### WHAT YOU WILL DO
All records below are to be repeated exactly, with the pictures left out.

=== STUDY MATERIAL ===

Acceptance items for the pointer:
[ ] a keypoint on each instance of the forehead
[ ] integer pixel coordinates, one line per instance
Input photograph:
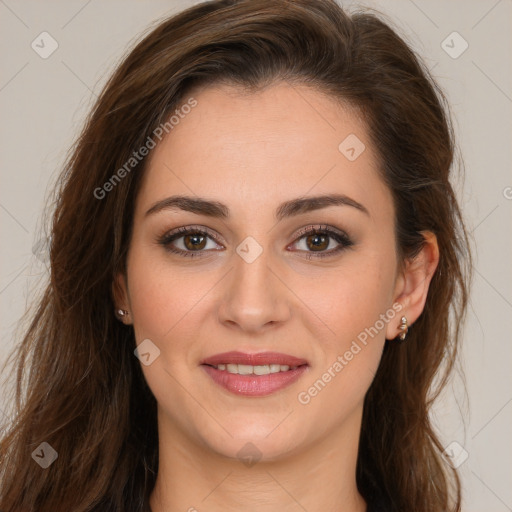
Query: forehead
(257, 149)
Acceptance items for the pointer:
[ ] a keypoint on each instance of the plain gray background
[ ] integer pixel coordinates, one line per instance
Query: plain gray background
(43, 102)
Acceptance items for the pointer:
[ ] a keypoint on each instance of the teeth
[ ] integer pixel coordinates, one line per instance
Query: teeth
(247, 369)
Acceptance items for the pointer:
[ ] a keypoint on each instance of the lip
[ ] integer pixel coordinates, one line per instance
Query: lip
(254, 385)
(260, 358)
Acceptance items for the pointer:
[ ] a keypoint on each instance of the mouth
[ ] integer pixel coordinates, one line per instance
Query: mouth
(247, 369)
(254, 375)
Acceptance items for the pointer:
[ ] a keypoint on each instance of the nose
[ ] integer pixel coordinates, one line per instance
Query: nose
(255, 296)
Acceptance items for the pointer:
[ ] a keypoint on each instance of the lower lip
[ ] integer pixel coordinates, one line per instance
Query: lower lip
(254, 385)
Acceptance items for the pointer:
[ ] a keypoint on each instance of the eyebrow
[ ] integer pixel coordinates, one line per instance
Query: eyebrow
(216, 209)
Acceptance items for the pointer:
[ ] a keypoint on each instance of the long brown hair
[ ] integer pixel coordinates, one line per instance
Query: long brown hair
(79, 387)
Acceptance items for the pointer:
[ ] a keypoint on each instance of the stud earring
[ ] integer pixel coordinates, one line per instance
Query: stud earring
(404, 328)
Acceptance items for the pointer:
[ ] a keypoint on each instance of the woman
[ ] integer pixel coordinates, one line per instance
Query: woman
(258, 270)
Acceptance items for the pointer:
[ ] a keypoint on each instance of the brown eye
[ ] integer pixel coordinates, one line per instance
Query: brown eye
(316, 241)
(194, 242)
(189, 242)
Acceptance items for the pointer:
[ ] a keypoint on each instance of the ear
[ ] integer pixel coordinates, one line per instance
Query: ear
(121, 297)
(412, 284)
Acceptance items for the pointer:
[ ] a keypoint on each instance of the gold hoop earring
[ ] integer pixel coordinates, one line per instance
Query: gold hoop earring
(404, 328)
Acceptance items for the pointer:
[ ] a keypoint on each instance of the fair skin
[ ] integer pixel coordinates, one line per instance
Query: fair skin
(251, 152)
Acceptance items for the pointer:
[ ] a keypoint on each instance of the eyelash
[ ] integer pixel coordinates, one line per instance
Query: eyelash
(340, 237)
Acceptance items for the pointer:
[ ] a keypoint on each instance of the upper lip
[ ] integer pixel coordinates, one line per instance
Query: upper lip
(259, 359)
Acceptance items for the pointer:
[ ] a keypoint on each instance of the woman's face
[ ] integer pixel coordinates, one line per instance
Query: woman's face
(256, 281)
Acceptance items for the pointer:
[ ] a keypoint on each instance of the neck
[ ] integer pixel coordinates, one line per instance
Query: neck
(320, 477)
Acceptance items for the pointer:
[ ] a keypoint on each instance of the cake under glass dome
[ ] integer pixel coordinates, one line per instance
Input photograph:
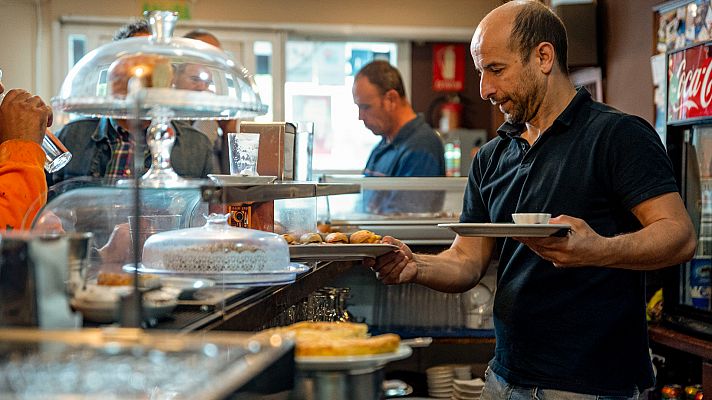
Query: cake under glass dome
(215, 248)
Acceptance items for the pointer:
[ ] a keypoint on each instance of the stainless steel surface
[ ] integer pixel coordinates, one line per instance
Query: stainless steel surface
(329, 385)
(410, 231)
(38, 273)
(258, 193)
(508, 229)
(339, 252)
(131, 364)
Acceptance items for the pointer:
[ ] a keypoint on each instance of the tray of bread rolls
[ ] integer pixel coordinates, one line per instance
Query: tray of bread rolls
(332, 346)
(315, 246)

===

### OUTPUT FOR THIS EXERCISE
Acceptance items for the pointer:
[ ] a keypoint on each instance of the forehead
[ ] integer pixel coordinates, one line per instance
Input photograph:
Query: forehead
(257, 149)
Acceptance items for the pointer:
[ ] a keypoint on each instance of the plain gray background
[ ] integer pixel coordinates, one line per instance
Query: plain gray background
(43, 102)
Acceptance items for the pointer:
[ ] a keypoint on each instance of the teeth
[ ] integer pixel coordinates, one line per instance
Query: teeth
(247, 369)
Acceptance items for the pointer:
[ ] a keypoint on each instance of the lip
[ ] integer pixel coordinates, one line per instance
Query: lip
(254, 385)
(260, 358)
Acceptance items for the pointer:
[ ] a keypoint on each instance of the mouth
[ ] integer pixel coordinates, one line per instance
Query: mouth
(247, 369)
(254, 375)
Acceptance items for the pointer:
[ ] a keypoint on each instance of the nose
[ ] integer pixel coordinates, one line per instance
Query: nose
(255, 296)
Acceptance items for the pointer:
[ ] a keypoint on each instance of the lower lip
[ ] integer pixel coordinates, one line per instance
Query: lower lip
(254, 385)
Acceptance items for the pointer:
[ ] a keypoint on each instance of the eyebrow
[ ] integer pixel coordinates, one line per instance
Query: eyebrow
(216, 209)
Acceptance items for the pointer:
[ ] a keypoint on each instance of the long brown hair
[ ] integer pixel coordinates, one line per instance
Query: long brown hair
(79, 387)
Acceptance items for the pointer:
[ ] a keypoint on each instance of the stud earring
[ ] integer pixel coordinates, one line per instance
Query: stud earring
(404, 328)
Acceptance items for the pointer:
[ ] a keypoint on each instance of the woman
[ ] integer pixel coordinates, one line per instance
Query: woman
(258, 270)
Acceptance items for the pointer:
[ ] a keypoint on each instance of the brown eye
[ ] integer pixel coordinates, one line per instance
Query: brown eye
(316, 241)
(194, 242)
(189, 242)
Acceptance items for the pointer:
[ ] a keypoint on each instance of the ear
[ ] integer pixel coordinates, one line per instance
Query: ear
(121, 297)
(412, 284)
Acceptance items for the pointer:
[ ] a keypoint on each instance of the gold hoop earring
[ ] integer pixel coordinates, one line per instance
Query: gold hoop earring
(404, 328)
Acceptance items for the pointer:
[ ] a keypoint on each instance of the fair skin
[ ] integer pixel coordinates, one line per instance
Query: fair skin
(251, 152)
Acceptance items for the pointer:
[ ] a keypoint on each instance of the eyelash
[ ] integer pixel coordinates, one line per instance
Query: eyelash
(340, 237)
Acceptance items for the pointer:
[ ] a keypoint on each instance of the upper lip
[ ] integer pixel coordinates, one line per instance
Query: upper lip
(259, 359)
Acceptance items for the pointer:
[ ] a keypoint on each instance of the woman's face
[ ] integer pixel coordinates, one line per instance
Query: woman's face
(256, 281)
Acceptance items for the pointer:
[ ] a keypoint on each instance of the neck
[ ] integer pixel coordinates, one line per instance
Query: neck
(320, 477)
Acceptance items for the pointer:
[ ] a keypoint on each instance of the cake under glass dome
[ ] integer pixel coordinates, one line per instance
Input photograph:
Query: cake under glass dome
(215, 248)
Acceptance items for the pointer:
[ ] a keypoint on each instance of the stainless steel surface
[ ] integer pixel coordinates, one line per instance
Query: stainless steel surface
(329, 385)
(410, 231)
(38, 273)
(258, 193)
(508, 229)
(339, 252)
(131, 364)
Acceptance items for the pointer:
[ ] a keypoint on each instance of the tray of bread rolls
[ ] integer pixel coordinates, one line per instance
Query: tray of bread rolls
(332, 346)
(315, 246)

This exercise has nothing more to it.